- [What to do]
**1.** Using the passage on Nelson Rockefeller's ventures in Brazil, answer these questions:
(a) What did Galo Plaza tell Nixon to do first?
(b) How large was the Bodoquena cattle ranch, and in which state was it located?
(c) How much money did Olin Mathieson give IRI?
**2.** Retype the passage on Nelson Rockefeller's ventures in Brazil word for word, covering everything from "Now, at the" down to "especially in Brazil.".

- [Passage to read]
Now, at the White House for his first meeting with President Nixon, Galo Plaza pressed the matter. When Nixon asked him what should be done first to develop policy for Latin America, Galo Plaza seized the moment:
“Send Nelson Rockefeller to Latin America. His name is magic.”12
That’s what Galo Plaza thought. And so, obviously, did Nelson. There was little reason to think otherwise, especially in Brazil.
AN AMERICAN BONANZA: RANCHING IN BRAZIL
Of all Nelson’s friends in Brazil, no one had been more helpful than Walther Moreira Salles, former Brazilian ambassador to the United States. Salles’s connections to Brazilian banking and ranching interests had achieved for Nelson a bonanza of opportunities in his efforts to conquer the prairies and forests of Brazil’s frontiers.
Back in the mid-1950s, during the euphoria following the fall of Getúlio Vargas, Nelson, David, and IBEC had joined Moreira Salles in investing in the million-acre Bodoquena cattle ranch in Mato Grosso. Besides cattle raising and possibly mining, Nelson was interested in developing a coffee plantation on the slopes of the Bodoquena mountains. Moreira Salles helped Nelson explore the possibilities of both cattle ranching and coffee growing by making available a large tract of his 5 million coffee-tree Fazendas Paulistas to IBEC Research, Inc. (IRI). IRI was headed by a former president of Standard Oil of New Jersey’s research division and a top-notch staff of ex-employees of the Hawaiian Pineapple Company. Working with the OAS’s Inter-American Institute of Agricultural Sciences in Costa Rica, it was among the best agricultural research g
roups in Latin America.
Using Moreira Salles’s plantation and land offered by other large ranchers in the states of São Paulo, Goiás, Minas Gerais, and Paraná,13 IRI experimented with chemical pesticides and defoliants (Dow’s Dalapón and Shell Chemical’s Dieldren were favorites) nitrogen-rich legumes to increase the fertility of pasturelands (and therefore pounds of beef per acre), irrigation techniques for coffee trees, chemical stimulation of coffee flowering for uniform harvesting times, standardized measuring techniques for coffee beans, the regulation of temperatures for bean drying, and the application of more processing and storage techniques. Large non-Brazilian meat processors like Armour Packing, Wilson Packing, and Anglo Frigorifico consulted IRI to benefit from its research, as did Fazenda Cambuhy, the large cattle ranch that controlled Fazendas Paulistas and was 40 percent owned by Moreira Salles.
Nelson was kept abreast of how IRI’s experiments were going and how well the new techniques were being accepted by Brazilian ranchers. In just one IRI test area in 1956, some 150 ranchers visited to observe the experiments of the Rockefeller men; 22 of them adopted IRI-recommended chemical defoliants to remove native brush from 20,000 acres.14 American chemical companies reciprocated with donations to IRI. Olin Mathieson, which had Laurance Rockefeller as a director, gave IRI $10,000.15 American Export Potash Associates contributed $3,000.16 Pfizer, which sold a hormone used to fatten cattle, gave also, as did Anderson Clayton (cotton), Stauffer Chemical, the Sulphur Institute, and Standard Oil’s Brazilian Esso subsidiary. Point IV officials from the U.S. Embassy spent days at IRI’s labs and pastures and came away impressed. But the Rockefeller men did, not simply wait for Muhammed to come to the mountain; they brought mountains of research to the Brazilian ranchers through talks before groups of farmers and ranchers and through courses at Brazilian agricultural institutes.

- [Input data]
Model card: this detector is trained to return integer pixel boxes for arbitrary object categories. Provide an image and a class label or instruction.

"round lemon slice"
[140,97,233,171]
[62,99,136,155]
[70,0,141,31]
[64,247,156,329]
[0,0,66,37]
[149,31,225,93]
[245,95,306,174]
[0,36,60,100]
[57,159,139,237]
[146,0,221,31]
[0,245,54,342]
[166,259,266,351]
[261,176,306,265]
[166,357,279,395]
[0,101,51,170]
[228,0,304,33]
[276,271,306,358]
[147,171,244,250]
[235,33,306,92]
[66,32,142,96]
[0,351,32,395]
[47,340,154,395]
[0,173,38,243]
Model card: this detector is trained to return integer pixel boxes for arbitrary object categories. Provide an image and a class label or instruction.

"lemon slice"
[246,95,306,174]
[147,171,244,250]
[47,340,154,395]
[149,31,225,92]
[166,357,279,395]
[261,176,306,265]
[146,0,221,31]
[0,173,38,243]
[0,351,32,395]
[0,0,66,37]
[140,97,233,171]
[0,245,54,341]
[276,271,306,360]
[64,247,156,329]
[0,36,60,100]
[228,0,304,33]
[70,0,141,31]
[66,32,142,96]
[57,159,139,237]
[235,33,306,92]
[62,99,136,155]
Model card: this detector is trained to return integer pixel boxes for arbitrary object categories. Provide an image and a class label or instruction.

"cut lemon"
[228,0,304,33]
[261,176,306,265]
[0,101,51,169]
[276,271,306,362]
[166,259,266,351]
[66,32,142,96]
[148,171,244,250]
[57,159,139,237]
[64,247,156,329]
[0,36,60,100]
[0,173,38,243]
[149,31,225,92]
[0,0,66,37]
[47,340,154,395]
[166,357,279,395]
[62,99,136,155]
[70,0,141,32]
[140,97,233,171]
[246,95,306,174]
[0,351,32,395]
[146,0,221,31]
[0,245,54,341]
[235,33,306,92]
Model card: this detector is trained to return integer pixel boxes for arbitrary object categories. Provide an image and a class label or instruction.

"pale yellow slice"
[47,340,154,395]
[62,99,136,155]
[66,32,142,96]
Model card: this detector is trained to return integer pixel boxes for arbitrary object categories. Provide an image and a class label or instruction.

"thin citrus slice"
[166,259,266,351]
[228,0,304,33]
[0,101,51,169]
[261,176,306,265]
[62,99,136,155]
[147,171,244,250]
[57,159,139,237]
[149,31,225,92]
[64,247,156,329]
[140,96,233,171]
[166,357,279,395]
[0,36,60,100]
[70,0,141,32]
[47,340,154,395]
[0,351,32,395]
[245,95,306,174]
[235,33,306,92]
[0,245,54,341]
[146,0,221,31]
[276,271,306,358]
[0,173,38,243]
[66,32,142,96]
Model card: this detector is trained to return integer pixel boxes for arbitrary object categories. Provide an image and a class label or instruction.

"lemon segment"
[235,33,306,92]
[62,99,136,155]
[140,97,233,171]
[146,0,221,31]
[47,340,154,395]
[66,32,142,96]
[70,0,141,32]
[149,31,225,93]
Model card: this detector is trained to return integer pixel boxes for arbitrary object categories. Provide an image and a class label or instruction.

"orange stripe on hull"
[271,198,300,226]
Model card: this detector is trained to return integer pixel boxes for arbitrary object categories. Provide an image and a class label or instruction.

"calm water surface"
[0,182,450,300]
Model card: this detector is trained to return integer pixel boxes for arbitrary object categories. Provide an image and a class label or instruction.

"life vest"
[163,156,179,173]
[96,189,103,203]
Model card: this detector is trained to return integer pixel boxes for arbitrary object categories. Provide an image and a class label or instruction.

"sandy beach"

- [Task-by-task solutions]
**1.**
(a) Send Nelson Rockefeller to Latin America.
(b) It was a million-acre ranch in Mato Grosso.
(c) $10,000.

**2.**
Now, at the White House for his first meeting with President Nixon, Galo Plaza pressed the matter. When Nixon asked him what should be done first to develop policy for Latin America, Galo Plaza seized the moment:
“Send Nelson Rockefeller to Latin America. His name is magic.”12
That’s what Galo Plaza thought. And so, obviously, did Nelson. There was little reason to think otherwise, especially in Brazil.